EXTRACTED ENTRIES section start

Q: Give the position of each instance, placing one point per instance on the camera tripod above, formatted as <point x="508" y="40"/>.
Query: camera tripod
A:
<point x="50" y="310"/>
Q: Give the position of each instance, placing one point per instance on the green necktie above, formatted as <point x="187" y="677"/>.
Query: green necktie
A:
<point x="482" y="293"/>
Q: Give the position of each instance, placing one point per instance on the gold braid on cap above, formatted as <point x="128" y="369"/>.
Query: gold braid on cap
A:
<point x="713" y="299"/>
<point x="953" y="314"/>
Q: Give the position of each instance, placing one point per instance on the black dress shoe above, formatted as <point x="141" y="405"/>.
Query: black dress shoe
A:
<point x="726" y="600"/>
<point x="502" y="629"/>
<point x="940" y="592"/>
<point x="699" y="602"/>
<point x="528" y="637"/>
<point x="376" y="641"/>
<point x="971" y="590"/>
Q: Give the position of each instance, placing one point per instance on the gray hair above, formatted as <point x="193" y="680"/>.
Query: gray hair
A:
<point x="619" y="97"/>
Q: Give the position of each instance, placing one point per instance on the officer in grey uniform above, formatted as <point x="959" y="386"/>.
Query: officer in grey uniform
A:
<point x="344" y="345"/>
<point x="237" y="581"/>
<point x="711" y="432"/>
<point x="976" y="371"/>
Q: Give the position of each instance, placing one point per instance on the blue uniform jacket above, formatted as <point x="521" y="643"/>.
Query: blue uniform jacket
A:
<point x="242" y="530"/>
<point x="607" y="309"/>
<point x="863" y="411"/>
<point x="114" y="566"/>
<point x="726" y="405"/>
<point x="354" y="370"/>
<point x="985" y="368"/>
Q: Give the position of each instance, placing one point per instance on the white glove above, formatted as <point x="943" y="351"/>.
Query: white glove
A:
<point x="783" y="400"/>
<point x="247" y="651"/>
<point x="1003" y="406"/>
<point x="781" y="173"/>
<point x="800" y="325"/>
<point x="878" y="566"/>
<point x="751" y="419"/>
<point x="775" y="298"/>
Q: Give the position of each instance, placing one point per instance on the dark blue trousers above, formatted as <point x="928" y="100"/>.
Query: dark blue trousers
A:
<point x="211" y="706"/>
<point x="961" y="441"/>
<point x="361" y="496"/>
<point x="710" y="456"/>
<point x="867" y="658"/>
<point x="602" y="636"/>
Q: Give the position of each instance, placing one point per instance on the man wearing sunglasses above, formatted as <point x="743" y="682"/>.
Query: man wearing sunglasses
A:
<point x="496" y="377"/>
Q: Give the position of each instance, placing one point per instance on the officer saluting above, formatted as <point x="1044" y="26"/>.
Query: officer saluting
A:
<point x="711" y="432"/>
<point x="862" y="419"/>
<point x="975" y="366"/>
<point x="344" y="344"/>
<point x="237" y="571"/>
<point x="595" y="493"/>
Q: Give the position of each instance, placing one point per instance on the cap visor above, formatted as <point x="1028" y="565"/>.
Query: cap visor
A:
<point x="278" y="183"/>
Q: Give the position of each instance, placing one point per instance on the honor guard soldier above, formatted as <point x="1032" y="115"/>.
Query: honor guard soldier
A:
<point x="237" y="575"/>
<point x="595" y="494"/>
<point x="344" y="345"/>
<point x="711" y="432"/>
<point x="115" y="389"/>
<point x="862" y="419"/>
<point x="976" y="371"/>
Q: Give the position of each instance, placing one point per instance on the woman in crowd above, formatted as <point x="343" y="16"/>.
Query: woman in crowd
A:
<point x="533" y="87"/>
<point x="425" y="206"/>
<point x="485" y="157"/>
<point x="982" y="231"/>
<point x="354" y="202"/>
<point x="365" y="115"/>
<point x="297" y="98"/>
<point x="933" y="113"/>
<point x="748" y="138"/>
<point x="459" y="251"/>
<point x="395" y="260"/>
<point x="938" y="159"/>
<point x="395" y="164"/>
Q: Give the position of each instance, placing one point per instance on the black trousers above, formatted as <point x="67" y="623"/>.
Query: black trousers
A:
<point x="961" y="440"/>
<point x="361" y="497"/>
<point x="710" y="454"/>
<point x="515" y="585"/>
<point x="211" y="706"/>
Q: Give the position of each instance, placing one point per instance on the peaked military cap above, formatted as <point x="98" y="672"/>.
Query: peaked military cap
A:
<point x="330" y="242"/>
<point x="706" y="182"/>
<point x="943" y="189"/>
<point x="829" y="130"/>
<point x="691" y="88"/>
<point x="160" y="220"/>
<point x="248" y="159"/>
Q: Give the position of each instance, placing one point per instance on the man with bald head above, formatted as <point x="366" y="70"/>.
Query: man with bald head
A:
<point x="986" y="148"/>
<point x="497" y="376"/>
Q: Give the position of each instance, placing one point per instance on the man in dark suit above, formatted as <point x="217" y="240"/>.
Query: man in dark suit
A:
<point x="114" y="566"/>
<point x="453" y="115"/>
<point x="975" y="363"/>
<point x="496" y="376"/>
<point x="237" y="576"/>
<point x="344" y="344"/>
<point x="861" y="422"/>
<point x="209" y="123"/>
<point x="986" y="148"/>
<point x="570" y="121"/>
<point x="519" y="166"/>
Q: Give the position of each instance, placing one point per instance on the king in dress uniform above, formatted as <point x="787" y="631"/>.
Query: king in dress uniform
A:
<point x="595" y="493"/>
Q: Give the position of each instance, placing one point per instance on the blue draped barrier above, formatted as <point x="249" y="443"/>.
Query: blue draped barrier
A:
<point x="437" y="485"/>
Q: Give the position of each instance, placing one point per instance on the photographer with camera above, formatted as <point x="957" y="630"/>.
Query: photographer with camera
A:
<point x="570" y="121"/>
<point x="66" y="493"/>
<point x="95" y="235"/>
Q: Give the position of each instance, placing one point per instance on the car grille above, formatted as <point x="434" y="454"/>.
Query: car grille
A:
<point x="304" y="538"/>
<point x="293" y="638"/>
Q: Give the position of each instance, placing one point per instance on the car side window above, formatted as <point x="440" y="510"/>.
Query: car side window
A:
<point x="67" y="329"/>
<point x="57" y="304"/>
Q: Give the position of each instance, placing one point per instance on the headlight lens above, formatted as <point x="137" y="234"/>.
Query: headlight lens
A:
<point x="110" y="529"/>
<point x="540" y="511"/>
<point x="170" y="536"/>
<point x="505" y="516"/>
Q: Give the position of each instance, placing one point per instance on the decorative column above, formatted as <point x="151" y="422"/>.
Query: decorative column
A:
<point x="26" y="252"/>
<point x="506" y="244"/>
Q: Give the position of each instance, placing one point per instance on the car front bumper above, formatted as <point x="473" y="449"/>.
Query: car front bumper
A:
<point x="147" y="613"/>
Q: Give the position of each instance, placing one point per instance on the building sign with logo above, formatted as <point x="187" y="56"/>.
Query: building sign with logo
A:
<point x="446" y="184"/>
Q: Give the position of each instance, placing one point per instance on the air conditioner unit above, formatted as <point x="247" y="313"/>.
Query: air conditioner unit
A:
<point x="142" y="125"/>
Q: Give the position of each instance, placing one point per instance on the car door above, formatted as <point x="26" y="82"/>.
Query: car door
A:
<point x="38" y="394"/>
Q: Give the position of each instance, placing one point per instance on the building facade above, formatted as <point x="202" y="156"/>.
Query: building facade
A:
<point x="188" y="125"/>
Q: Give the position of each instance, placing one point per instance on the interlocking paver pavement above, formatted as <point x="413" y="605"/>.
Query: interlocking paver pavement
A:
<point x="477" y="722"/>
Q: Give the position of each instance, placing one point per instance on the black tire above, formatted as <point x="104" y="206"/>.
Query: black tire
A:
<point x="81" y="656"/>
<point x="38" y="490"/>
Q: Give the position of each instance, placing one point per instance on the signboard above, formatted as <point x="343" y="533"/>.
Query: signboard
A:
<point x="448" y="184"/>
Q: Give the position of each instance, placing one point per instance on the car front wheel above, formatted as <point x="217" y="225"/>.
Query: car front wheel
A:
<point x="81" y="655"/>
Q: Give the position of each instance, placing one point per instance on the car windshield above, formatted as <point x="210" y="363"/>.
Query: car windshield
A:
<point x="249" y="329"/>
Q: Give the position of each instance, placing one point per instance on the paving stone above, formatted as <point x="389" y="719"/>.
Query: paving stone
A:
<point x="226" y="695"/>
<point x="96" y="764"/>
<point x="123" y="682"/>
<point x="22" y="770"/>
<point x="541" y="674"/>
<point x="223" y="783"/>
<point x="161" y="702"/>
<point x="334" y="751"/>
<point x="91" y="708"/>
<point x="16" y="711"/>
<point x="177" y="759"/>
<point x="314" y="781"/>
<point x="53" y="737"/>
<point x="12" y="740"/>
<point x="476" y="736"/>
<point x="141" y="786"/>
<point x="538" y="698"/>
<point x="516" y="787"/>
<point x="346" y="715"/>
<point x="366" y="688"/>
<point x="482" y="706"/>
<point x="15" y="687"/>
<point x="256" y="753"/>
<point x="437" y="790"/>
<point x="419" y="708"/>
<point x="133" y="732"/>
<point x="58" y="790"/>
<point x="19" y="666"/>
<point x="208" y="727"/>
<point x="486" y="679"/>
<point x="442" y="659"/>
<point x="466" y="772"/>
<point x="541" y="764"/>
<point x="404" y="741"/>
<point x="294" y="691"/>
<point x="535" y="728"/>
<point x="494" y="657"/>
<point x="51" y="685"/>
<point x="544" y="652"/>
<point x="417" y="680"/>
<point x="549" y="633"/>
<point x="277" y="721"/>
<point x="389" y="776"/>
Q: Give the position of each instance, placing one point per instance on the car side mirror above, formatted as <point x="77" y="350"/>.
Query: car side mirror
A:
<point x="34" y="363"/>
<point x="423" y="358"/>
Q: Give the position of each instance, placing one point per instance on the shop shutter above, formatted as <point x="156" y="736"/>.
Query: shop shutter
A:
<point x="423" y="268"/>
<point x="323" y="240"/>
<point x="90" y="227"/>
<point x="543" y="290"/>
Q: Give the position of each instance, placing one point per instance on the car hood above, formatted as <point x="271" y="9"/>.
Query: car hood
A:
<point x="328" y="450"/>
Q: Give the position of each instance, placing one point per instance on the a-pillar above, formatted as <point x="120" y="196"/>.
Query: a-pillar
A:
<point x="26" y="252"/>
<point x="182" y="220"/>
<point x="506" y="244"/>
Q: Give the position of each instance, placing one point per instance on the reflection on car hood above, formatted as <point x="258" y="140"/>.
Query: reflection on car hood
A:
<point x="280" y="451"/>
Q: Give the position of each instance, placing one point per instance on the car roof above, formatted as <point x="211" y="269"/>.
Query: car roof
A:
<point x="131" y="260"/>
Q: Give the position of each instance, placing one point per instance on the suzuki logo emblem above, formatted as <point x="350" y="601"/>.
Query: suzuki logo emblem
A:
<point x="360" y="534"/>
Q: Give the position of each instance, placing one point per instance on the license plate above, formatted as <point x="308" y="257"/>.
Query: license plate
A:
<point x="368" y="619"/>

EXTRACTED ENTRIES section end

Go through the entries above and copy every line containing "dress".

Q: Give the position of each instance, placing one point per instance on the black dress shoe above, formatted as <point x="141" y="405"/>.
Query: black dress shoe
Q: Give the position of each instance, placing one point per instance on the king in dress uniform above, formatted as <point x="787" y="631"/>.
Query: king in dress uniform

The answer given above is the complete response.